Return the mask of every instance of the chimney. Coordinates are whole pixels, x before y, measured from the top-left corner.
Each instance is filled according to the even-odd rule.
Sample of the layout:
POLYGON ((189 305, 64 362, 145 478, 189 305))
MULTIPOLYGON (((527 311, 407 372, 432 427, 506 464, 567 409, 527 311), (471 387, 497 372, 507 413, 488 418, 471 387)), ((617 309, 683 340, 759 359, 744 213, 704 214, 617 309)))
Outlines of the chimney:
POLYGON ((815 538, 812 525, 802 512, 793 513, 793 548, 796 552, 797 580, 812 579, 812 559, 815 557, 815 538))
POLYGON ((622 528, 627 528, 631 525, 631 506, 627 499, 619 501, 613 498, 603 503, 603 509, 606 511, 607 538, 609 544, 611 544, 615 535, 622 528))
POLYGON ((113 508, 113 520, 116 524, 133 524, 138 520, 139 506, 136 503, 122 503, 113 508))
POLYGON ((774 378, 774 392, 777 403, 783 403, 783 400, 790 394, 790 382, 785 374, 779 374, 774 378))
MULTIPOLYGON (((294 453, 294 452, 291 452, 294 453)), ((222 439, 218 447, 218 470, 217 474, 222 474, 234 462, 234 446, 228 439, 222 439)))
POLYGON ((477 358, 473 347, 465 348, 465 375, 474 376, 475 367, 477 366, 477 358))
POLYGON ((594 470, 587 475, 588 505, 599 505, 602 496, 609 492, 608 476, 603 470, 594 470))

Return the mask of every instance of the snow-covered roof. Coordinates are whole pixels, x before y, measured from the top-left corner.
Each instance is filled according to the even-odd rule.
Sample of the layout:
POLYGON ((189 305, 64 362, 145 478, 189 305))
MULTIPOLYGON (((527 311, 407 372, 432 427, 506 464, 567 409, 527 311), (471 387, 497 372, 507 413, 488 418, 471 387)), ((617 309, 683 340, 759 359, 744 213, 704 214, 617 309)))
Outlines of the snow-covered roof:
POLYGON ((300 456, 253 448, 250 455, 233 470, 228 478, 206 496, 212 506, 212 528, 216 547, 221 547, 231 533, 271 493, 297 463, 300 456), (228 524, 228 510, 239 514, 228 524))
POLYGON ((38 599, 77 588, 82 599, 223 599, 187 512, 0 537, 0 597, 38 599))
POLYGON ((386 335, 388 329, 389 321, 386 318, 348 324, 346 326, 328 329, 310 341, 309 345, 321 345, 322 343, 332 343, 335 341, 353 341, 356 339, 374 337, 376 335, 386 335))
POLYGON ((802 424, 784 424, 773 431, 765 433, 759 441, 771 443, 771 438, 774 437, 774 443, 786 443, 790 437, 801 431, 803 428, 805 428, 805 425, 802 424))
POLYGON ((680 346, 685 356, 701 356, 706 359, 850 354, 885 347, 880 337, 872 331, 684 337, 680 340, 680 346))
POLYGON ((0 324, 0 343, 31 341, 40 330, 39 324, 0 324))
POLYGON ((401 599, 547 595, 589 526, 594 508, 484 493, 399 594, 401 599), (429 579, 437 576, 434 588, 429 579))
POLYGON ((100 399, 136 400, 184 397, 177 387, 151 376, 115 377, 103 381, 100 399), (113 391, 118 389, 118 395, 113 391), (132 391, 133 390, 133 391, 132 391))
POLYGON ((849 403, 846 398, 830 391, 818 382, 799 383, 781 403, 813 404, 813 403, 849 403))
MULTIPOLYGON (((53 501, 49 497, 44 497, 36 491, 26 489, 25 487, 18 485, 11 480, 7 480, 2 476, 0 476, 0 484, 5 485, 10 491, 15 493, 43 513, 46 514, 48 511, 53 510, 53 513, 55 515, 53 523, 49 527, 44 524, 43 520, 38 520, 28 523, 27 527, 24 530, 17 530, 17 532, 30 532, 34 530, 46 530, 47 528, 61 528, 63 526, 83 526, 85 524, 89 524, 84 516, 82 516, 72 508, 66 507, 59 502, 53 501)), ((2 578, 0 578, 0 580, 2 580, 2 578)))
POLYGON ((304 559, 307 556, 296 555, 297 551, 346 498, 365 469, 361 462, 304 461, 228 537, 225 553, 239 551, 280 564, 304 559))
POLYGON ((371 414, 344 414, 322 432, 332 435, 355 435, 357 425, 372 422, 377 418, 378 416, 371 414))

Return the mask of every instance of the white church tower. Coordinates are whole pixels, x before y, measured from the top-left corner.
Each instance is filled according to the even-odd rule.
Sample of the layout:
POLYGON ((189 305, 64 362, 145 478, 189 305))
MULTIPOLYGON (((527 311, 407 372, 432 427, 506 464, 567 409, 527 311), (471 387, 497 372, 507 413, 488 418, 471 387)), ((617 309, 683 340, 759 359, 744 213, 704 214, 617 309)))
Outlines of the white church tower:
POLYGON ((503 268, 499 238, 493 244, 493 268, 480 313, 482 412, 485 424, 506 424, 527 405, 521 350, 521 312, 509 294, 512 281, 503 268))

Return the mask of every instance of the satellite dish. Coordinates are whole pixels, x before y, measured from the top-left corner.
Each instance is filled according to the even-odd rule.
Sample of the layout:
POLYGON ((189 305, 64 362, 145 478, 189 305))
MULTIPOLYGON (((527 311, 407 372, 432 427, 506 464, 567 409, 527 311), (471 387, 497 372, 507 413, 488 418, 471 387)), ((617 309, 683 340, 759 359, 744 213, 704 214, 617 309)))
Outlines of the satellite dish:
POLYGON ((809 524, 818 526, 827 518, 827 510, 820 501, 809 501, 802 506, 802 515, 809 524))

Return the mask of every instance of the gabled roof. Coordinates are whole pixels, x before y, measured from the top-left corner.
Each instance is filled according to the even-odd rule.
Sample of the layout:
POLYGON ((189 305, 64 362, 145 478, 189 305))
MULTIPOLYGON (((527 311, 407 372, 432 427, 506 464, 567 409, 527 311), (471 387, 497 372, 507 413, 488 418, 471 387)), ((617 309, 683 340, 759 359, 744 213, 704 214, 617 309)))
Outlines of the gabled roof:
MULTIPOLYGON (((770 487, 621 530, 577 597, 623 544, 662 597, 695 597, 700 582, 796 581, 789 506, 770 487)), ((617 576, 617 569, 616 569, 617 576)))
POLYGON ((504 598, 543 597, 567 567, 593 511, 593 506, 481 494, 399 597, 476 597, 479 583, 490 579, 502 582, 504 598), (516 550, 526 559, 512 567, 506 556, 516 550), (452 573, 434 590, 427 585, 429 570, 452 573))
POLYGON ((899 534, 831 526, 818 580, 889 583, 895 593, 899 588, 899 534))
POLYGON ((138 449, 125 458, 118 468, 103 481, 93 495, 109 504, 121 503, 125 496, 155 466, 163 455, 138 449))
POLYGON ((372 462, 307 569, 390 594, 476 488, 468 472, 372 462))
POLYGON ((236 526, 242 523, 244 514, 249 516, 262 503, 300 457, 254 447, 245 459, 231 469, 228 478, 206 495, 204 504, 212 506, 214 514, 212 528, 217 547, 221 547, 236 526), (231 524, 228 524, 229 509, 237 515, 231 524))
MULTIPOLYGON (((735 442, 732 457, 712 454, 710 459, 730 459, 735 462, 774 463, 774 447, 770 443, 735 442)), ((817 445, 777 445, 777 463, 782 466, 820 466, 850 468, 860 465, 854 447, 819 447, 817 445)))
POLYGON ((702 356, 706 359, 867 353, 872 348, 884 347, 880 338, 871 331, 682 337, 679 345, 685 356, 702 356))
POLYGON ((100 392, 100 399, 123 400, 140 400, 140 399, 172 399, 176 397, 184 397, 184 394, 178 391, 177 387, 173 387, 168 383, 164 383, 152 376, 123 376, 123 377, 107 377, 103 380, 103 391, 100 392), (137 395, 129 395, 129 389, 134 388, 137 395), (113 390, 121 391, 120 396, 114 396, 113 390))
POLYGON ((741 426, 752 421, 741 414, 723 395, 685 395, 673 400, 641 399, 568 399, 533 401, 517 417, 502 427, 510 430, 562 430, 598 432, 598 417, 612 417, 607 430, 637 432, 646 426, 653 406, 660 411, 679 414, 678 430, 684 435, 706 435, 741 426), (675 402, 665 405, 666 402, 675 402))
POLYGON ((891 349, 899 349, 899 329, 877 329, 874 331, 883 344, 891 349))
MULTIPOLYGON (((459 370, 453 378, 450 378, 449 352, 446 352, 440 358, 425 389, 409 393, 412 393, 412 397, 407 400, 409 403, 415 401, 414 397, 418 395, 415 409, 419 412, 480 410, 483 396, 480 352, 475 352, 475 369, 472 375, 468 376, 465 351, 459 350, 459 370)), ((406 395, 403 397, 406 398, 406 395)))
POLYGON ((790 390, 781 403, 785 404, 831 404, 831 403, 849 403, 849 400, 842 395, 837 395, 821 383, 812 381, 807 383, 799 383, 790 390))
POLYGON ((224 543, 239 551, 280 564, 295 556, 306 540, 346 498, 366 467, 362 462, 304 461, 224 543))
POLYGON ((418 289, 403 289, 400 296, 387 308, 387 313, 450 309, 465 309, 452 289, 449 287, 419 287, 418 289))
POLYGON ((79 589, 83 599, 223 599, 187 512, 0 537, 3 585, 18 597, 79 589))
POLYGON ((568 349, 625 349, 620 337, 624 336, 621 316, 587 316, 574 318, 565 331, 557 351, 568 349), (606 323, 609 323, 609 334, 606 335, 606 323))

---

*Exercise aim*
Copy the lines of the records, starting at the line containing "Return the mask of every instance of the white" and ending at the line containing "POLYGON ((503 268, 499".

*Reply to the task*
Return the mask of every instance of the white church tower. Coordinates are whole pixels, x before y, measured from the top-left corner.
Each instance is filled according to the even-odd rule.
Sample of the layout:
POLYGON ((189 305, 64 362, 145 478, 189 305))
MULTIPOLYGON (((527 311, 407 372, 432 427, 506 464, 567 409, 527 311), (471 387, 497 372, 507 413, 488 418, 471 387)), ((617 309, 683 340, 759 359, 744 213, 704 214, 617 309)))
Outlines of the white church tower:
POLYGON ((503 268, 499 238, 493 244, 493 268, 480 313, 482 412, 485 424, 506 424, 527 405, 521 350, 521 312, 509 294, 512 281, 503 268))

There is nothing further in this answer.